§ **Explore the material**:
a. Answer these questions using the augmented reality project log below, one answer per line:
(i) On what date is demo day?
(ii) On what service did Karman and Muskan first try to host the model?
(iii) What change in transmission protocol removed the team's main blocker?
b. Extend the augmented reality project log below with the passage that would follow its last sentence.

=== Text section ===

Supporting astronauts with augmented reality.
Table of Contents |
---|
Week 9 Snippet |
Week 8 Snippet |
Week 7 Snippet |
Week 6 Snippet |
Week 5 Snippet |
Week 4 Snippet |
Week 3 Snippet |
Week 2 Snippet |
Week 1 Snippet |
Hoo boy. You saw last week’s Next Steps. You know this week is our last week in class with demo day looming at March 14th, and even though our team will continue to work on our project before the NASA SUITS challenge concludes in a few months, we want to finish off the goals we set towards the beginning of the quarter. We put our heads down, cracked our knuckles, brought some caffeine, bought some 2 AM pizza, and got to work.
In the name of performance, Karman and Muskan set off to try and host our model on FireBase. Didn’t pan out, as they couldn’t work out the kinks.
Soon after, Adrian thought of the brilliant idea to host on attu, UW’s student-available remote Linux machines - and to our excitement, it showed promise! The HoloLens could send and receive byte payloads to a python script hosted on attu using C# and python’s sockets API. However, that in itself turned out to be a massive struggle to get fully working in the end. Bytes were lost in transit, data formats were mismatched, but once we swapped from UDP to TCP, our main blocker fell away, since our transmissions would be reliable.
Our image-processing pipeline with HoloLensCameraStream looks like this: 1) Retrieve the next available camera sample from HoloLensCameraStream, 2) Apply image segmentation to it on attu, 3) Apply color reduction for distinct boundaries between objects, 4) Identify the bounding boxes of rocks in the color-reduced images, and 5) Project the pixel coordinates of the rocks’ centers into world space and place GeoPoints at those locations to represent each rock. Adrian implemented (1). On (2), Karman worked on the TCP server python script to host the model on attu while Adrian fixed that into the final version as well as implemented the respective TCP client script in Unity.Karman wrote the color reduction code for (3), which was refined and adapted into C# and Unity by Marcus. Marcus wrote the algorithm for locating rocks and calculating the pixel coordinates of their centers. Adrian took advantage of the HoloLensCameraStream utility functions to implement (5), while structuring the codebase for the entire five-step process. Adrian also impelemented an additional feature, where, for each GeoPoint, the image of the rock cropped from the original camera image is displayed on the GeoPoint’s panel.

=== Entries provided ===

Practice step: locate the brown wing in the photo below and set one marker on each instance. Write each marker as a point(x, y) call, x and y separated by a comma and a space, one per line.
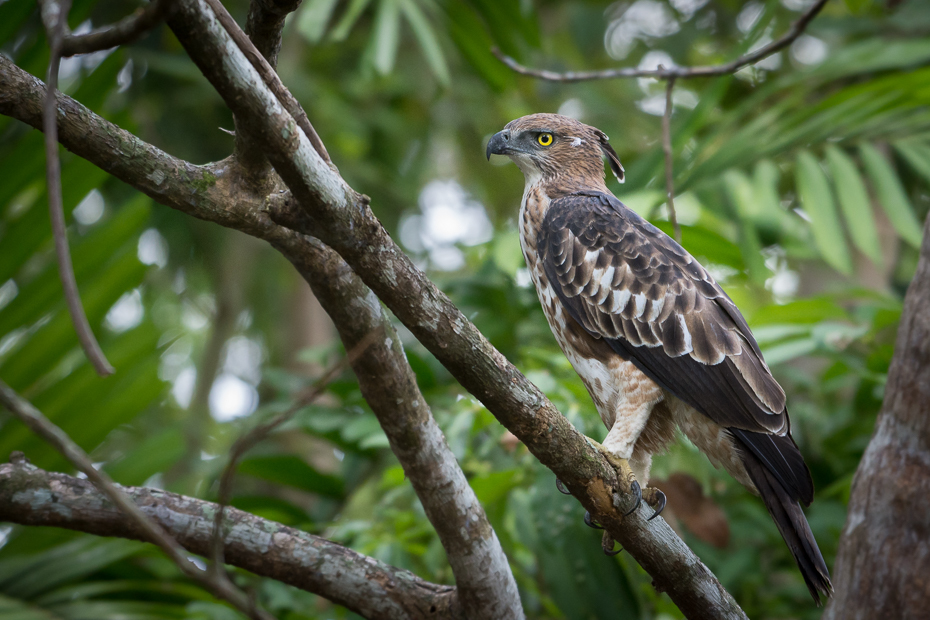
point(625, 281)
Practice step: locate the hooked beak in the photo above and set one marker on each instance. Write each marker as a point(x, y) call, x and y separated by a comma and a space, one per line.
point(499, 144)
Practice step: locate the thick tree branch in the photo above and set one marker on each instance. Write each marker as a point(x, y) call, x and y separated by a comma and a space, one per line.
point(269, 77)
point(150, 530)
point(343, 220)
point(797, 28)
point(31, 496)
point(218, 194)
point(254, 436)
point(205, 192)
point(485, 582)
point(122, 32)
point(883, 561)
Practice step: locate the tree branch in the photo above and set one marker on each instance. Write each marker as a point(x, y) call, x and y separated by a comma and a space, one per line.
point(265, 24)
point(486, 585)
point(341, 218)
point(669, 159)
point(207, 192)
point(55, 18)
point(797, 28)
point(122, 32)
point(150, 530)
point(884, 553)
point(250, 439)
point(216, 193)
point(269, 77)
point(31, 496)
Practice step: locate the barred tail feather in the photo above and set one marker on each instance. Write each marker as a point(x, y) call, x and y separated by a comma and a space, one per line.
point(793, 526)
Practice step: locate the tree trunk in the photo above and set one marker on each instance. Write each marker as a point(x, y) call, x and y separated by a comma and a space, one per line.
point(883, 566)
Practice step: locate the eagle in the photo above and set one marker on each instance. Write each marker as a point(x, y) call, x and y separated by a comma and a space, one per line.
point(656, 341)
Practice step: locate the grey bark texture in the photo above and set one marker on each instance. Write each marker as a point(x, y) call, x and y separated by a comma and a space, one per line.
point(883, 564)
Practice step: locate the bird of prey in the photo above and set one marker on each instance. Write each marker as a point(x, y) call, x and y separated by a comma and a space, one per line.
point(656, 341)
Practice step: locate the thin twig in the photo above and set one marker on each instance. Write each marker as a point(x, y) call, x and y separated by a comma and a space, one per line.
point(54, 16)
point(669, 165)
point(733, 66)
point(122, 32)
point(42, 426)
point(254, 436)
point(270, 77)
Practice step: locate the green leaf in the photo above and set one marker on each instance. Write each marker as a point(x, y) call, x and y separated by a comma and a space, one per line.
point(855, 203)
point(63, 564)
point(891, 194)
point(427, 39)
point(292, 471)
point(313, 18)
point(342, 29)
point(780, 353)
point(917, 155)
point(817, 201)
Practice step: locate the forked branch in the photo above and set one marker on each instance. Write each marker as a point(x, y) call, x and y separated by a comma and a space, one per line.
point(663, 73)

===

§ **Responses in order**:
a.
(i) March 14th
(ii) FireBase
(iii) Swapping from UDP to TCP

b.
As a result of implementing HoloLensCameraStream, our passive frame rate outside of scanning was drastically increased, maybe from ~10 fps to ~40 fps. After pulling all-nighters to get it done, implementing the TCP server/client code for attu and Unity decreased our scanning time from a 30-60 second application freeze to an asynchronous 2 second delay. In the midst of all this, we drafted up our final presentation and video for the class and demo day. All around, a productive week.
Continuing into next quarter, our main focus would be to dive into the geological analysis side of things, now that performance issues are resolved for now. As we may have mentioned previously, we’re currently envisioning a system where the user essentially defines what a “geological point of interest” is themselves, telling the app what rock features they’re seeking (e.g. coarse-grained, basaltic, etc). With those features in mind, our feature extraction model will analyze the nearby geology via computer vision and spawn waypoints at the location of matching rocks. But, for now, we’ll take it easy over spring break. Thanks for your support! We appreciate you!
Due to some private concerns, Karman was out of commission for most of the week, although still keeping up best he could by experimenting with different models and model parameters, such as input resolution, for the sake of performance, although results are pending. Meanwhile, Adrian, Marcus, and Muskan attacked the performance issue with other potential solutions and created a hand floating list menu in order to view and manage your existing GeoPoints.
Although away from school due to private concerns, Karman looked into alternative model architectures and parameters, including image resolution, to improve performance on model execution with the HoloLens.
Muskan and Adrian collaborated on the list UI, which features user-following functionality and displays a list of your GeoPoints, with a delete button next to each list entry that allows you to delete the corresponding GeoPoint. Developing this piece of UI was a real undertaking, as features such as list-scrolling were filled with nuanced issues, and the list had to have knowledge of all existing GeoPoints and be able to delete them.
Marcus fixed an issue related to starting/stopping the camera before and after GeoScans, and cleaned up a memory leak caused by a lack of tensor disposal. He also set up a separate branch to begin testing out usage of the HoloLensCameraPlugin.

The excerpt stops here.